(Data extracted from a collection)
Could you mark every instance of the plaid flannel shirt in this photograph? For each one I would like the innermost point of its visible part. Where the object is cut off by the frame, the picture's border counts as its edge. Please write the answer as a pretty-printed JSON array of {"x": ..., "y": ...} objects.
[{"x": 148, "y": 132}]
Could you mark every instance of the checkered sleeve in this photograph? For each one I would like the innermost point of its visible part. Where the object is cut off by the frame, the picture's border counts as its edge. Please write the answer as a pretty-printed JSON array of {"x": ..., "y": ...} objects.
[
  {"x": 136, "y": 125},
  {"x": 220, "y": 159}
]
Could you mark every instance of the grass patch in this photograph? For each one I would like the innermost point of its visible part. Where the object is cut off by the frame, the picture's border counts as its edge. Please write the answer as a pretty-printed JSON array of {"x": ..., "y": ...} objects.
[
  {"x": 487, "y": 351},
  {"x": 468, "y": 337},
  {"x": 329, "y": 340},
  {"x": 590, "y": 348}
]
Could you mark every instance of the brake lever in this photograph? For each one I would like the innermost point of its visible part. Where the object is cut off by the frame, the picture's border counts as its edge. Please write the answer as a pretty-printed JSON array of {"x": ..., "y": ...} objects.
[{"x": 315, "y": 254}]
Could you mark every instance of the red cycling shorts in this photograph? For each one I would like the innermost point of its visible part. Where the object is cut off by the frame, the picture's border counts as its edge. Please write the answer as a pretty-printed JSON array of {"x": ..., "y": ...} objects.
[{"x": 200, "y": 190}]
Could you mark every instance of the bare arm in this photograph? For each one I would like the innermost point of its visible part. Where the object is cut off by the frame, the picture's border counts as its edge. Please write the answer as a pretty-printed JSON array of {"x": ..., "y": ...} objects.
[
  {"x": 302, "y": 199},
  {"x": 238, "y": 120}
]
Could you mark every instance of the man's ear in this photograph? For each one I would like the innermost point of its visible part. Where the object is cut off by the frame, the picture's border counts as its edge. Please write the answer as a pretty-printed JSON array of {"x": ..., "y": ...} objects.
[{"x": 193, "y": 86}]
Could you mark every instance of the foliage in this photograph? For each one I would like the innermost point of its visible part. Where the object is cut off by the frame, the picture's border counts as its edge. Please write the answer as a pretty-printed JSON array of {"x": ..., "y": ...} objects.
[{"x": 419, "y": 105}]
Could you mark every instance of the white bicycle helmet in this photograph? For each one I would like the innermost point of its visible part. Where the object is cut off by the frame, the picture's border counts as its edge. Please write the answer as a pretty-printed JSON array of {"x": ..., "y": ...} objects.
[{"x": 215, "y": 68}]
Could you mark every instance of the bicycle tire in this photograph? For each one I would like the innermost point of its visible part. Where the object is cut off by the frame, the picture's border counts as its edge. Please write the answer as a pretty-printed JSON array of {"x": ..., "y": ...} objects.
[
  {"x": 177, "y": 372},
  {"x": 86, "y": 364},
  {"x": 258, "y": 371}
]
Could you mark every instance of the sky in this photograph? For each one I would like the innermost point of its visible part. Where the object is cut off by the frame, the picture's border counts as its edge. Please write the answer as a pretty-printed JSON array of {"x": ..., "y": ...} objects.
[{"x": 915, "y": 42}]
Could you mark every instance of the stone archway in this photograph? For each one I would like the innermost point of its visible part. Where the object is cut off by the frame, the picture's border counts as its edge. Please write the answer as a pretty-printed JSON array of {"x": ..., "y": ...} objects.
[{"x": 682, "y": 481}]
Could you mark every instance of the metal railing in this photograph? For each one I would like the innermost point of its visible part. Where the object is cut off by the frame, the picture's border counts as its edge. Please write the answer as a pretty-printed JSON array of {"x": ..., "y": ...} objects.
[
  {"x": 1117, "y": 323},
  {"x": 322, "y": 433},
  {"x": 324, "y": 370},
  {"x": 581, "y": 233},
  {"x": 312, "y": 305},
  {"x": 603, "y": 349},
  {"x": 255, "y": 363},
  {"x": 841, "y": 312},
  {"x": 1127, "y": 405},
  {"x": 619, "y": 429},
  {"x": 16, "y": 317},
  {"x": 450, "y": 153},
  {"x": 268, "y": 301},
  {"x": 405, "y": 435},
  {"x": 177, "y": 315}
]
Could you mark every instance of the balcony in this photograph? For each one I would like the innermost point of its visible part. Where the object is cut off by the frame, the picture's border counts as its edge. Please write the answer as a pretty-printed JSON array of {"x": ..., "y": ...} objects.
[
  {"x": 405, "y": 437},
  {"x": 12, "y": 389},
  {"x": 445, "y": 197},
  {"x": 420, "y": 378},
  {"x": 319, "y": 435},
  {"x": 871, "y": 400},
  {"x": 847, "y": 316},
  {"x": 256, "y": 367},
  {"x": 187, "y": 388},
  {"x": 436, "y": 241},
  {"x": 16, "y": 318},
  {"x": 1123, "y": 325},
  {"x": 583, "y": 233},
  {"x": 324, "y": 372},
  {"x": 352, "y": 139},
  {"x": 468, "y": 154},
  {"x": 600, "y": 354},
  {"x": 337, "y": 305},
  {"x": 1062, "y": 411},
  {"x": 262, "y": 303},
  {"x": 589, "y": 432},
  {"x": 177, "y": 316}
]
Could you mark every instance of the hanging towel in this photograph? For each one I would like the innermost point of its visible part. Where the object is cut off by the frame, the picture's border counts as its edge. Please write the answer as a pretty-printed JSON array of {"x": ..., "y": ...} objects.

_TO BE DONE_: Only the lines from the one holding "Could you mark every instance of the balcony" through the end of the listing should be given again, exactly and with both ends included.

_SOLUTION FOR THIS EXERCISE_:
Could you mark every instance of the balcony in this photograph? For each one I would like the innermost point of its visible part. Where the object is cut off by the frame, the picture's border counts as its edge. Please write the answer as a pretty-printed JSON array of {"x": ..., "y": ...} objects.
[
  {"x": 405, "y": 437},
  {"x": 12, "y": 389},
  {"x": 445, "y": 197},
  {"x": 420, "y": 378},
  {"x": 319, "y": 435},
  {"x": 871, "y": 400},
  {"x": 847, "y": 316},
  {"x": 256, "y": 367},
  {"x": 187, "y": 388},
  {"x": 436, "y": 241},
  {"x": 16, "y": 318},
  {"x": 1123, "y": 325},
  {"x": 583, "y": 233},
  {"x": 324, "y": 372},
  {"x": 352, "y": 139},
  {"x": 468, "y": 154},
  {"x": 600, "y": 354},
  {"x": 337, "y": 305},
  {"x": 1062, "y": 411},
  {"x": 262, "y": 303},
  {"x": 589, "y": 432},
  {"x": 177, "y": 316}
]
Could you mark every instance of the hanging towel in this photograph? For each one I would like the innermost point of its visible part. Where the object is cut off by the frame, the picture's border counts as its edge. Please write the answer as a pretty-printed JSON array of {"x": ..., "y": ...} objects.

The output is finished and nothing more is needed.